START Source extract

Go back a few blog posts you'll find a post I wrote on ginger and why it is so darn good for you, and the reasons why you should include it in your diet. As it was well received I've decided to do this as a mini-series in which I choose my favourite go-to herbs and spices I use and recommend to clients.

Herbs and spices are highly underrated, and a lot of people miss a trick by not cooking with them. They are super cheap but have amazing health benefits you might not even know existed.

Today we will look at turmeric and why you should include it in your diet.

What's it used for?

Commonly used as a taste enhancer for Eastern cuisine (think flavourful curry dishes) it does more than just add incredible flavour to food as turmeric packs a punch when it comes to nutritional effectiveness.

The active component of this spice is curcumin which you may have heard of, or more likely have seen in your food. It can be spotted by its yellow colour. It is the curcumin that holds all of the nutritional goodness we need.

One such nutritional benefit is that it has super anti-inflammatory properties. If you read my previous post on ginger, you'll notice that it too has a powerful anti-inflammatory affect. Pair these two together in a dish and you will create quite the healthy food cocktail.

When we refer to the term anti-inflammatory this really can mean a number of things, but most commonly it refers to a swelling at a joint, muscle or even a sore throat. Quite simply the area has become inflamed.

You may have had an injury and noticed the injured body part swells up like a balloon. This is an inflammatory response which has been activated by the body and is crucial to healing. We need this or injuries could become a real problem.

What we are referring to is the chronic day-to-day low-level inflammation that plays a role in a host of diseases such as type-2 diabetes and heart disease, one example is a diet high in omega-6 fatty acids in comparison to omega-3 fatty acids.

END Source extract

Things to do:
1. Answer from the turmeric post:
(a) What is the active component of turmeric?
(b) Which spice from a previous post also has a powerful anti-inflammatory effect?
(c) Which two diseases are named as ones in which chronic low-level inflammation plays a role?
2. Pick up the turmeric post after its final sentence and write what comes next.
The lines after this come from another source, not the turmeric post.

START Study material

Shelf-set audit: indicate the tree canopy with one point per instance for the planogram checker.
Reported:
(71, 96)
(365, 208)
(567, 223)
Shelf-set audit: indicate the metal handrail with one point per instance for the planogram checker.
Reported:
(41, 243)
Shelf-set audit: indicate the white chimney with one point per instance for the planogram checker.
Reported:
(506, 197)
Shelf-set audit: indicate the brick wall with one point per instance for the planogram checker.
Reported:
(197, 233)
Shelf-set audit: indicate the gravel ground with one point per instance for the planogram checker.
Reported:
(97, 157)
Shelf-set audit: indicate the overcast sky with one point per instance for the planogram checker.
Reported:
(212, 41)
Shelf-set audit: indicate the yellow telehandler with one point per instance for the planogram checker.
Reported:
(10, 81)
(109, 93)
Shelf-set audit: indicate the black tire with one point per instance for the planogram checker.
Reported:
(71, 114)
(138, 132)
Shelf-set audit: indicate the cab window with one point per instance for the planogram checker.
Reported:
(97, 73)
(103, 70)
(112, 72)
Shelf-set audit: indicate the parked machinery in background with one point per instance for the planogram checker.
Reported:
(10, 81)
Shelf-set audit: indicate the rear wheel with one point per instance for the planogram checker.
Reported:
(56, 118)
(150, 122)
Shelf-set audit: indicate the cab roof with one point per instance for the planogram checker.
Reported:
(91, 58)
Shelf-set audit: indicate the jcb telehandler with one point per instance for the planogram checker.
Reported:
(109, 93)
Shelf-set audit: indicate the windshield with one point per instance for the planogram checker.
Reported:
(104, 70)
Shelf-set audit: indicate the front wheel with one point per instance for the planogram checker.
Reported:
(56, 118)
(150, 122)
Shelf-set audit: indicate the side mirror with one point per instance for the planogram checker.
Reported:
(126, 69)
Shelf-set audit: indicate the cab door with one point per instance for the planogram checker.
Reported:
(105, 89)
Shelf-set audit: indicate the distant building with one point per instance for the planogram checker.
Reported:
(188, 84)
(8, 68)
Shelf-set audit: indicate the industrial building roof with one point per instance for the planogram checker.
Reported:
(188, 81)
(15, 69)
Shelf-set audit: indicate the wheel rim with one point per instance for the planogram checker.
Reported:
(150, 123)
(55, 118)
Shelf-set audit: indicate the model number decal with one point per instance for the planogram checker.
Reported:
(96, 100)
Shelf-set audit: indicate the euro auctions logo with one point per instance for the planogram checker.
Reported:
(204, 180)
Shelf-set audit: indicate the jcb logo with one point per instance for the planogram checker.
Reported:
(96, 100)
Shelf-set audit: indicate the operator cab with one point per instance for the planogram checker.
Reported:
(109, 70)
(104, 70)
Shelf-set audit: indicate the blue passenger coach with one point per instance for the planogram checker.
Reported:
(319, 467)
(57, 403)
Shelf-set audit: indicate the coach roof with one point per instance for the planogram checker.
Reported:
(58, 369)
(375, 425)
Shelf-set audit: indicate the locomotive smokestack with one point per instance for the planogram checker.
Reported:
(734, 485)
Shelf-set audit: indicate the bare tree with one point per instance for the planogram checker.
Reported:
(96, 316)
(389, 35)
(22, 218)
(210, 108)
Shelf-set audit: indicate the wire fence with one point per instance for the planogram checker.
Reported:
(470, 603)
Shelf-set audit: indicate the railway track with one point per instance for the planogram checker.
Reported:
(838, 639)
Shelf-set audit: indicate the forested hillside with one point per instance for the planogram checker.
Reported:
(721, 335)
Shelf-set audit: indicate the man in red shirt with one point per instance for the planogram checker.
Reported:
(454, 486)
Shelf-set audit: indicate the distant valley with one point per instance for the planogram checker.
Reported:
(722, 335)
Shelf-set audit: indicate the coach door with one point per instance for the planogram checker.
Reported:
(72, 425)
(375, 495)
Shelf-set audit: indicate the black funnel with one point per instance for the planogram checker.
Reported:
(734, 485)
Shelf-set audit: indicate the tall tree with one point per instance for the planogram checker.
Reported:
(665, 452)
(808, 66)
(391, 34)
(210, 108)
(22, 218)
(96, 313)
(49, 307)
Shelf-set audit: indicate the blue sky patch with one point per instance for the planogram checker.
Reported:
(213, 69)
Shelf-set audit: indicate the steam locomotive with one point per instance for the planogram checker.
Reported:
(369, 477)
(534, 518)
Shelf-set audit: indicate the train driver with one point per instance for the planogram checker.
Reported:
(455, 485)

END Study material
START Study material

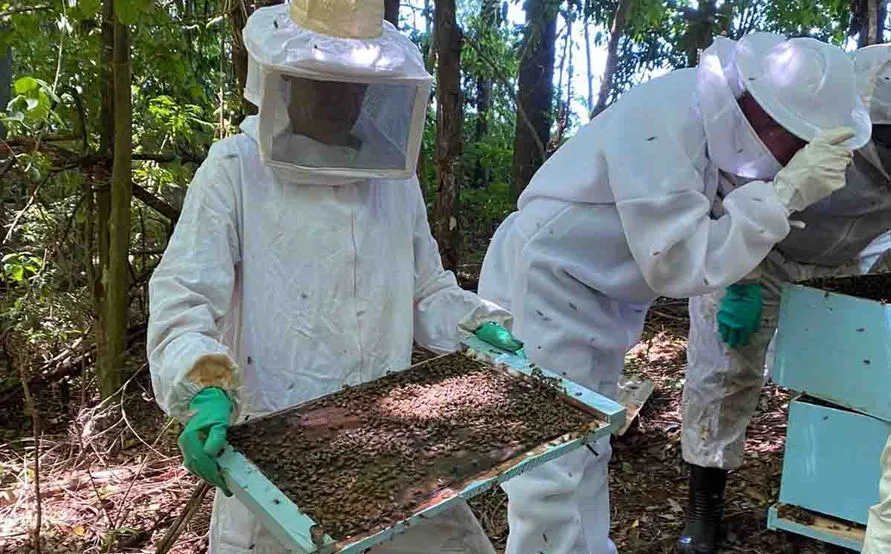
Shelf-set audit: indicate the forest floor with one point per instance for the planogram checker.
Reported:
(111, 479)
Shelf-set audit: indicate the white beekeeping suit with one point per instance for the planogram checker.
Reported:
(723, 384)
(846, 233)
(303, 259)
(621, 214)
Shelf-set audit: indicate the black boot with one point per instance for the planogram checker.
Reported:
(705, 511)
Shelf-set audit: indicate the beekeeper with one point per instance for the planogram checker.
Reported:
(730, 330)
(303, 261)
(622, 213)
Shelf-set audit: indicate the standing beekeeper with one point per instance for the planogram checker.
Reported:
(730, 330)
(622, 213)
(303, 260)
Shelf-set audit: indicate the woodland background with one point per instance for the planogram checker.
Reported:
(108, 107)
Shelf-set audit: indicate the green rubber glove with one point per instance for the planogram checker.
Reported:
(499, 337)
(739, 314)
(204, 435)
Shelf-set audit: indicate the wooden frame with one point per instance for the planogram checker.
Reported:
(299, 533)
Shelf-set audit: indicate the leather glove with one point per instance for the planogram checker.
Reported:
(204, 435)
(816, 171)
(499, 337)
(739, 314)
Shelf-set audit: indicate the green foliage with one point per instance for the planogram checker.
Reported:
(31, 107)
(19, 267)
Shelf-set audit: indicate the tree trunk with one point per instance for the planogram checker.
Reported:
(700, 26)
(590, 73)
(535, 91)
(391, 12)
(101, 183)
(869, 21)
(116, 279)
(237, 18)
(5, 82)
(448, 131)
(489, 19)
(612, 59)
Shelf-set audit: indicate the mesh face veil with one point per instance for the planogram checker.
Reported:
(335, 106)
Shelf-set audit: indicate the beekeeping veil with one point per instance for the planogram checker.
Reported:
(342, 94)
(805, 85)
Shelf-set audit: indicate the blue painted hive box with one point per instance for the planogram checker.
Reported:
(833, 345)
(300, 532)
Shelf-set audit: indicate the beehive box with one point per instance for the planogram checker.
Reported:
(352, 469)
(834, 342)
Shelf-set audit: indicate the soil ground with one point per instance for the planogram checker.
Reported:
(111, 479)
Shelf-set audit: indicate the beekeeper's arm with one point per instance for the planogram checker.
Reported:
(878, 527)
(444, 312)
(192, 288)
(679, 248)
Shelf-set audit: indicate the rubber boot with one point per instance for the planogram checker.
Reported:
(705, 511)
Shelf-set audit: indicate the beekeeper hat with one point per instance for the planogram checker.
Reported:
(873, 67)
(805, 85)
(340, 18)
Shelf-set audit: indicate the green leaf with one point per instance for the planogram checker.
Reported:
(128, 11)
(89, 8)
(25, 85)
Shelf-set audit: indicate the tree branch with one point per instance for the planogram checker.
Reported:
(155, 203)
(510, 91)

END Study material

Expected responses:
1.
(a) Curcumin
(b) Ginger
(c) Type-2 diabetes and heart disease

2.
If you have some form of joint pain or muscle pain it might be worth adding turmeric to your diet to counteract this.

It has also shown to provide anti-cancer properties and may be a potential for treating cancer patients [1]. This goes hand in hand with the anti-inflammatory effect as it may protect against some forms of cancer progression.

And people say that curry is bad for you!

How to take

Start to add it to your main dishes, especially eastern based dishes. Thai dishes also use turmeric which goes great with a ton of vegetables so you get double the nutritional whammy.

There’s also nothing wrong with seasoning your veg or marinating your chicken with the spice either. People have also been known to add it to hot water, along with ginger and neck it in the morning. If you like to make fruit and veg smoothies, stick some in.

You can also supplement with turmeric if you are not keen on the taste. Go for 2-4 grams per day. If you do add it to meals, a few times per week should cover you.

Quick tip - for even BETTER absorption just add black pepper to your meal which aids in the absorption process of turmeric.